===== DATA TO USE =====
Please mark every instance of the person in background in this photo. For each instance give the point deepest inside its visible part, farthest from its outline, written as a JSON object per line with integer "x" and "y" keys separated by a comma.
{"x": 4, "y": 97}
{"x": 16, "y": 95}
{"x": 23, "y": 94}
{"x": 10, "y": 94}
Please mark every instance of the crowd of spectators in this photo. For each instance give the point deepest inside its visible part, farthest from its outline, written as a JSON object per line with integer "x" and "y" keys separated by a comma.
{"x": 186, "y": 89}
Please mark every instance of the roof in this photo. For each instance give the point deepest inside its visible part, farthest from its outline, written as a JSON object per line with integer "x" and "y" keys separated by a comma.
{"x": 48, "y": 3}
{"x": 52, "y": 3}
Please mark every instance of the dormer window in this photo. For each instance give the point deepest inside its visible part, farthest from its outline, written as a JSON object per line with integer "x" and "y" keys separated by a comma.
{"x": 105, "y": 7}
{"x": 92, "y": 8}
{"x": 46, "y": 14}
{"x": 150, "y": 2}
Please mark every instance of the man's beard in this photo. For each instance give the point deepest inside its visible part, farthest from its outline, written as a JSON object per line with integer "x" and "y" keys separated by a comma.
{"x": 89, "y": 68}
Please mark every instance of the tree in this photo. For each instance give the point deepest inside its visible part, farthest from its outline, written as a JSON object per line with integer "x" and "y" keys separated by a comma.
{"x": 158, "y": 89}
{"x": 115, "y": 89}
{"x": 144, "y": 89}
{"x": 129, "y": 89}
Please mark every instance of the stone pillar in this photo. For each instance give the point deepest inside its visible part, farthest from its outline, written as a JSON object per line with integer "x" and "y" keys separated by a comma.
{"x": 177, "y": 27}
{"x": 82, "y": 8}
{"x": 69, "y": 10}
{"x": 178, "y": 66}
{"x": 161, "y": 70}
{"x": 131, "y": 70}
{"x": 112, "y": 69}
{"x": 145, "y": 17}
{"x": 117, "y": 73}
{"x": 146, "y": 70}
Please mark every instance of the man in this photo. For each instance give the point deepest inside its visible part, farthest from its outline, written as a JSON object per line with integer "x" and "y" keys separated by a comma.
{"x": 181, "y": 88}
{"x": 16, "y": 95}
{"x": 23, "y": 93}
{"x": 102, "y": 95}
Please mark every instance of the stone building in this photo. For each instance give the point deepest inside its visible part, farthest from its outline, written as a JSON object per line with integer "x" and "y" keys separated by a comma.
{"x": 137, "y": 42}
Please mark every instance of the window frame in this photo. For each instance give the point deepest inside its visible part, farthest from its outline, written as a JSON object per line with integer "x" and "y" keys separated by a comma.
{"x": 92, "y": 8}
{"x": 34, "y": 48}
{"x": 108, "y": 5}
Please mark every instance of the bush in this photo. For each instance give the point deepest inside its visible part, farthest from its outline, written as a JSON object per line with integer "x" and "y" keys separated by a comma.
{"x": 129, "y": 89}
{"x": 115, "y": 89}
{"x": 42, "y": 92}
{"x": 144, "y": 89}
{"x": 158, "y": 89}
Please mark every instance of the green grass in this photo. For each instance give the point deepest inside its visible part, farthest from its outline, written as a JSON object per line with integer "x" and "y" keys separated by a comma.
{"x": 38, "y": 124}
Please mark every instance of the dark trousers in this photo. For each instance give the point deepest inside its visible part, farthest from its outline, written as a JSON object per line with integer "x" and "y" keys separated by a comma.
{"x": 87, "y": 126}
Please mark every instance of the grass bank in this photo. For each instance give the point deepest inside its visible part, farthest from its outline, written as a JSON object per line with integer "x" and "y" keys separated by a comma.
=====
Nothing in the entries should be skipped. Output them all exactly.

Please mark every instance of the person in background in this photo. For each instance give the point deepest inside its visible part, farthest from its outline, written as a JSON object per line with integer "x" and "y" keys separated by a comma.
{"x": 4, "y": 97}
{"x": 16, "y": 95}
{"x": 23, "y": 94}
{"x": 10, "y": 94}
Please mark every instance of the crowd of spectators in this photo. For each instance give the point deepest inside its visible part, farthest from its outline, written as a JSON object per line with integer "x" and "y" keys separated by a comma.
{"x": 186, "y": 89}
Please mark every instance of the roof in this photo. For each instance give the point deepest inside its visible part, farthest from its outline, written as a JSON object per line with integer "x" and "y" keys separated by a comma.
{"x": 48, "y": 3}
{"x": 52, "y": 3}
Please mark every instance of the dormer window in this photo. For each instance give the point deepest inside its visible part, farthest from its outline, written as a JSON object per line with integer "x" and "y" keys separated by a comma.
{"x": 105, "y": 7}
{"x": 92, "y": 8}
{"x": 46, "y": 14}
{"x": 150, "y": 2}
Please mark every instance of the man's beard in this photo. For each instance give the point deepest inside its visible part, farthest from its outline, written as a JSON object per line with integer "x" and "y" keys separated by a comma.
{"x": 89, "y": 68}
Please mark every instance of the tree in this photo. For each instance give the point deepest inside its visible part, farthest from its outline, written as a JSON object per line with integer "x" and "y" keys separated by a comma.
{"x": 158, "y": 89}
{"x": 115, "y": 89}
{"x": 144, "y": 89}
{"x": 129, "y": 89}
Please mark every instance of the stone pillar in this photo. For each instance give the point deepest inside its visible part, farthest from its outline, written as a JSON object per line with integer "x" and "y" keys separated by a comma.
{"x": 177, "y": 27}
{"x": 82, "y": 8}
{"x": 69, "y": 10}
{"x": 178, "y": 66}
{"x": 161, "y": 70}
{"x": 131, "y": 70}
{"x": 112, "y": 69}
{"x": 145, "y": 17}
{"x": 117, "y": 73}
{"x": 146, "y": 70}
Please mark every instance of the man in this photo. For each instance give the point deepest inside its visible part, farthest from its outline, written as a JSON object per line with integer "x" and "y" keys separated by a comma.
{"x": 181, "y": 88}
{"x": 16, "y": 95}
{"x": 23, "y": 93}
{"x": 102, "y": 95}
Please mark every instance of the stone building in this photo. For each instance give the point deepest inside its visible part, farthest from its outline, written as a JSON object per line with integer "x" and "y" keys separated by a comma.
{"x": 137, "y": 42}
Please mark every instance of the window frame in this photo. For each instance give the point deepest inside its visible part, farthest from its outline, written as a JSON object per line with integer "x" and "y" keys separated by a comma.
{"x": 92, "y": 8}
{"x": 34, "y": 48}
{"x": 108, "y": 5}
Please mark every instance of the bush in this photo. For each instance give the point deepest inside its visible part, farthest from its outline, written as a JSON object per line with integer "x" and "y" keys separated by a comma.
{"x": 129, "y": 89}
{"x": 115, "y": 89}
{"x": 42, "y": 92}
{"x": 144, "y": 89}
{"x": 158, "y": 89}
Please mark every instance of the green grass in this photo. For each instance give the point deepest inside its visible part, farthest from its outline, written as a JSON object per line with integer "x" and "y" keys separated by a comma.
{"x": 38, "y": 124}
Please mark every instance of the dark trousers in this photo. For each instance give the point deepest inside its visible part, farthest from its outline, written as a JSON object per line with integer "x" and "y" keys separated by a comma.
{"x": 87, "y": 126}
Please mark every instance of the grass bank in this photo. For each instance give the point deepest inside its visible part, farthest from its outline, written as a JSON object per line with integer "x" and "y" keys separated by a comma.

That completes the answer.